start Supplied passage

Having people adjust their schedules is absolutely the saner option, but it's likely an infeasible coordination problem. Daycare depends on work, work depends on daycare, and a zillion other interdependencies. The friction against change is really high. Compare that to the coordination problem of having everyone (essentially) keep doing what they're doing, but adjusting the clock. You can impose a clock change, but you can't impose a schedule change.
It's the difference between
- Your office deciding to ignore daylight savings (starting November 1st, ending March 8, we expect employees to reschedule all recurring meetings/work hours/events to an hour earlier, changing 9-5 to 8-4). I can just imagine the shitshow of complaining and bikeshedding.
- Your state asking or requiring offices to change schedules like above. I can't see asking working, and I can't see requiring being a feasible law.
- Your state just saying that 2am is now 1am for a few months.
It's all the same thing from one perspective, but very different from a coordination perspective :(
You don't need to impose a schedule change. People work all sorts of odd hours already. Just stop imposing a schedule change twice a year and people would happily work out any adjustments to hours. Those that truly need to adjust hours for sunlight will do so.

end Supplied passage

● Tasks to carry out:
(A) Answer these from the passage on daylight saving time:
(i) In the office example, what would a 9-5 schedule become?
(ii) In the third option, what does the state say 2am becomes for a few months?
(iii) In the final paragraph, what should stop being imposed twice a year?
(B) Retype part of the passage on daylight saving time, beginning at the words "It's the difference" and stopping after "will do so.".

start Dataset section

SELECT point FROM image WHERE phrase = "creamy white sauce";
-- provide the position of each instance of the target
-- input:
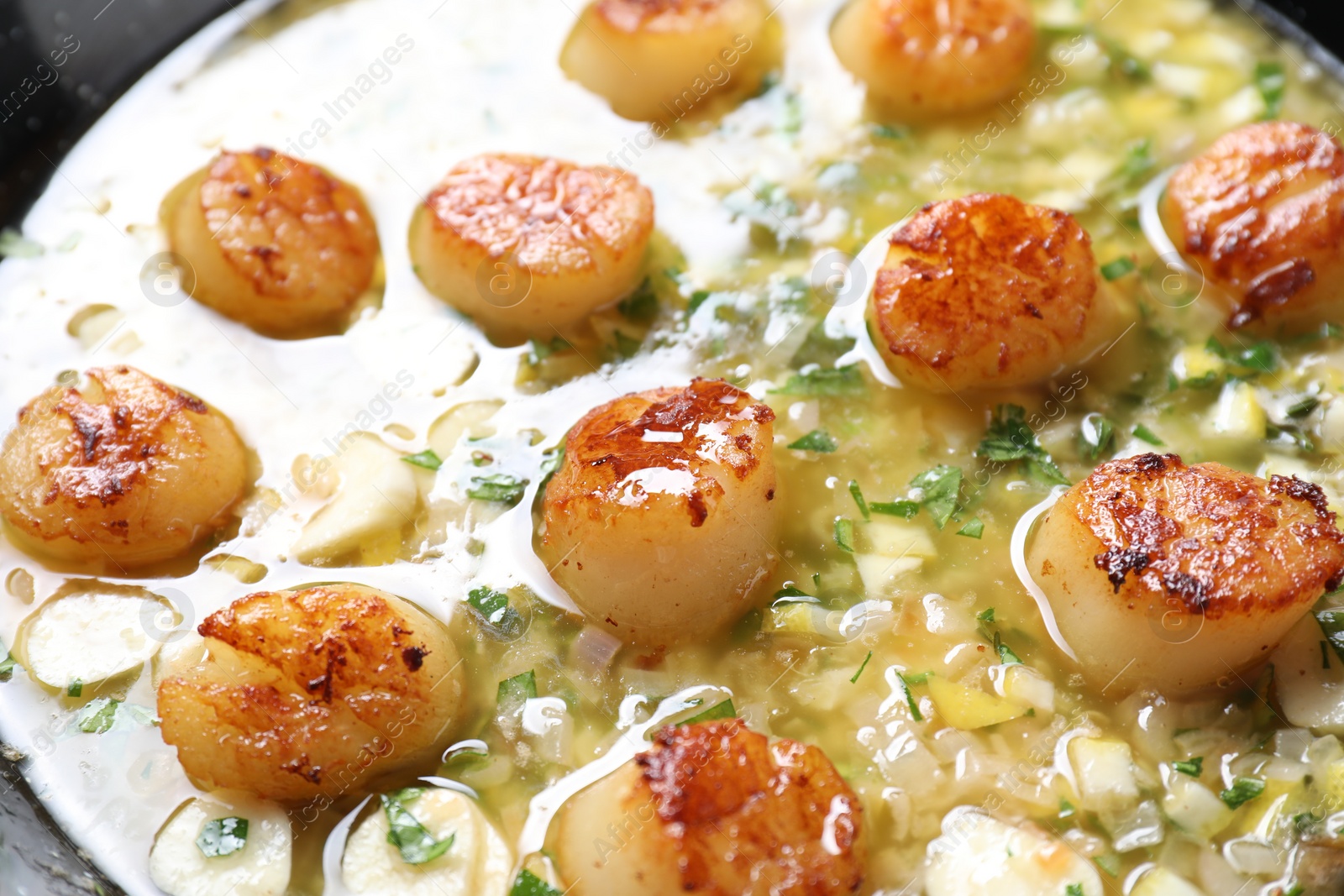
(472, 76)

end Dataset section

● Per-task outputs:
(A)
(i) 8-4
(ii) 1am
(iii) A schedule change

(B)
It's the difference between
- Your office deciding to ignore daylight savings (starting November 1st, ending March 8, we expect employees to reschedule all recurring meetings/work hours/events to an hour earlier, changing 9-5 to 8-4). I can just imagine the shitshow of complaining and bikeshedding.
- Your state asking or requiring offices to change schedules like above. I can't see asking working, and I can't see requiring being a feasible law.
- Your state just saying that 2am is now 1am for a few months.
It's all the same thing from one perspective, but very different from a coordination perspective :(
You don't need to impose a schedule change. People work all sorts of odd hours already. Just stop imposing a schedule change twice a year and people would happily work out any adjustments to hours. Those that truly need to adjust hours for sunlight will do so.